Task instructions
Copy the material below from the line with "Provide one point per instance of the gray" up to and including the line with "[(47, 122), (802, 100), (241, 149), (421, 156), (380, 110)]", requests included, and shift every coordinate in the answers by adding 41 to it.

***** Data shown *****

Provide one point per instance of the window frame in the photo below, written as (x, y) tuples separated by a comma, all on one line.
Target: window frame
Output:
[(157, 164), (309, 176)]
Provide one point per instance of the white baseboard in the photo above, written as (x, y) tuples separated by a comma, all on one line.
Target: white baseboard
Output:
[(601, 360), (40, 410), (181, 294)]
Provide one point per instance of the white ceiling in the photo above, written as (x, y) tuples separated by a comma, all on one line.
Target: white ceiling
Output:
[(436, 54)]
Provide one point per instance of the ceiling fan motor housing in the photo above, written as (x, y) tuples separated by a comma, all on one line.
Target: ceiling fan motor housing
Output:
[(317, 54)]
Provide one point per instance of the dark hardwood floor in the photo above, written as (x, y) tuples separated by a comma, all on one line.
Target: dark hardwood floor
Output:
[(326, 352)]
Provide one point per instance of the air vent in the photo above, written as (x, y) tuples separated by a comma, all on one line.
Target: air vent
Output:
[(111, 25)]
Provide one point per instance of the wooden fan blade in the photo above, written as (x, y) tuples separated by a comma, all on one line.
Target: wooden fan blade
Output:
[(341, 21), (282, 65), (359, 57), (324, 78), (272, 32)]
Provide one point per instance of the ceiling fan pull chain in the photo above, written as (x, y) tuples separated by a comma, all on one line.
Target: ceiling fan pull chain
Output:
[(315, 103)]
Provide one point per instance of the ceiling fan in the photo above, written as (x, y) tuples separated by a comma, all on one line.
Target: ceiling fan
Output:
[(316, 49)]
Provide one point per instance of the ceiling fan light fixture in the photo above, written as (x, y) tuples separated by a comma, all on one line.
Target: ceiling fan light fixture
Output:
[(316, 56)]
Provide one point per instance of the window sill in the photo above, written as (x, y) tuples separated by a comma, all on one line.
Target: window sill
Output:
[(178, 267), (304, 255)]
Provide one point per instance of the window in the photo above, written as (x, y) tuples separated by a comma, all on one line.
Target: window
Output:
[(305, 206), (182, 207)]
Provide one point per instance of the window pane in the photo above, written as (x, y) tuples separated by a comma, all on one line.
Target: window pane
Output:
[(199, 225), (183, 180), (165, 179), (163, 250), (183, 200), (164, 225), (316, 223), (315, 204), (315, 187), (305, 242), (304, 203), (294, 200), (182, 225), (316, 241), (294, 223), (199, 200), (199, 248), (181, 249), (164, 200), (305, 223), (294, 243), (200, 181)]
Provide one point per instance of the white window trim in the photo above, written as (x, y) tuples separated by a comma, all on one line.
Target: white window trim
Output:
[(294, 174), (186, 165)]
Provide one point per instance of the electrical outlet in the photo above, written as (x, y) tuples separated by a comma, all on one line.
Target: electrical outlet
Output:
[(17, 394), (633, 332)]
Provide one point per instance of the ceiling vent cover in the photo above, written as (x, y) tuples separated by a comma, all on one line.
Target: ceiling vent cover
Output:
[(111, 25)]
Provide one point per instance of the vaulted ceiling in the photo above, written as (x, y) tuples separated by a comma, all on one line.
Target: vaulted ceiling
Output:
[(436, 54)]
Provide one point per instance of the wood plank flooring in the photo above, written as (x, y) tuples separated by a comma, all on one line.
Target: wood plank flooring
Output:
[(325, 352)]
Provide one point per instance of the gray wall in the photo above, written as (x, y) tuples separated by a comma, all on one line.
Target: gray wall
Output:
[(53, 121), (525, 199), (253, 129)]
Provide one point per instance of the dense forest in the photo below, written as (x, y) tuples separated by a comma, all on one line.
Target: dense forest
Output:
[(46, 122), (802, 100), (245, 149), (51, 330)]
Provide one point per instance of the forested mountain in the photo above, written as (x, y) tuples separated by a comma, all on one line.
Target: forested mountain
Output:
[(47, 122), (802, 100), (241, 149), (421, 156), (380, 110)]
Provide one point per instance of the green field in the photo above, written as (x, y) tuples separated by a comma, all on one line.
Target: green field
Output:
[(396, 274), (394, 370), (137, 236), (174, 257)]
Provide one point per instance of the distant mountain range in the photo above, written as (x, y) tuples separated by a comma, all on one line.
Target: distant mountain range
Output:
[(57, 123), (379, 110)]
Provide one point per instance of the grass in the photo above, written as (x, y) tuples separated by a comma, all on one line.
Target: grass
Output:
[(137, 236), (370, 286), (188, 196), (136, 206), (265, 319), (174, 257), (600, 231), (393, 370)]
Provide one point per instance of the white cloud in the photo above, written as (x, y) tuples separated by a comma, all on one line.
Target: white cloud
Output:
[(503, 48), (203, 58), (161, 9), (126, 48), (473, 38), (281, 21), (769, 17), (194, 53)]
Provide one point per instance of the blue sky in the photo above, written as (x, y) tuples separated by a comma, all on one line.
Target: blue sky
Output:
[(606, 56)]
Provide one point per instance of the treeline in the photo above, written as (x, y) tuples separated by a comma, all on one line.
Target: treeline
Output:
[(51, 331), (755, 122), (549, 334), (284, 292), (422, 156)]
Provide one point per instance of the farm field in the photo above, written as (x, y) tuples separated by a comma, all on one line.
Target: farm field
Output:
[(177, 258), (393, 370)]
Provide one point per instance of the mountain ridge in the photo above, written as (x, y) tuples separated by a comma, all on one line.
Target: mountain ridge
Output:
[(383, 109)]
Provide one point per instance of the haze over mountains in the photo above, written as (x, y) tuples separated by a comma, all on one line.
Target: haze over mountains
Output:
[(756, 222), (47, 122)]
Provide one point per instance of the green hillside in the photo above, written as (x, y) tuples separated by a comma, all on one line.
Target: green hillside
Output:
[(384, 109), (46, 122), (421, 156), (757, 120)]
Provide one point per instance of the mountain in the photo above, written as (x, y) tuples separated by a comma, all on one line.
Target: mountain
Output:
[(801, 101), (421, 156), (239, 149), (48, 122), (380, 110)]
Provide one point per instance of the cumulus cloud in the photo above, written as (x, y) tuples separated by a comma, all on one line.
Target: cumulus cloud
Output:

*****

Completed exercise
Provide one point per instance of the gray wall in the photo above, written as (x, y) tuples separated by a comma, all on one line.
Target: gray wall
Output:
[(94, 162), (566, 240), (294, 170)]
Provide one point per instance of the dense forest in the photo below, written as (x, y) tuples separated by a comma, all on one line.
Target: dense forest
Output:
[(87, 163), (843, 141), (286, 190), (92, 371)]
Provide one point per instance of the forested mountain in the photo above, written as (x, y) tuples separated by a comma, all on one line.
Target: forested mountain
Output:
[(88, 163), (843, 141), (282, 190), (462, 197), (421, 151)]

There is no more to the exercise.